### [Do this]
Duplicate the entries below line for line, keeping every character unchanged.

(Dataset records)

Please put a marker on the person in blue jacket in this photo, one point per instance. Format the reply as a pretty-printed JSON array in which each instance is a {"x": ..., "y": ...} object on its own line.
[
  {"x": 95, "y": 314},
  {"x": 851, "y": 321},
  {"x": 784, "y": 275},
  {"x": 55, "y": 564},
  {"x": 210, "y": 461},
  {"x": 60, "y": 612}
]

### [Solution]
Please put a marker on the person in blue jacket in this photo, one point per instance. Format the reply as a pretty-printed JSON array in which each instance is a {"x": ..., "y": ...} object on its own line.
[
  {"x": 95, "y": 314},
  {"x": 851, "y": 321},
  {"x": 784, "y": 275},
  {"x": 55, "y": 564},
  {"x": 210, "y": 461},
  {"x": 60, "y": 612}
]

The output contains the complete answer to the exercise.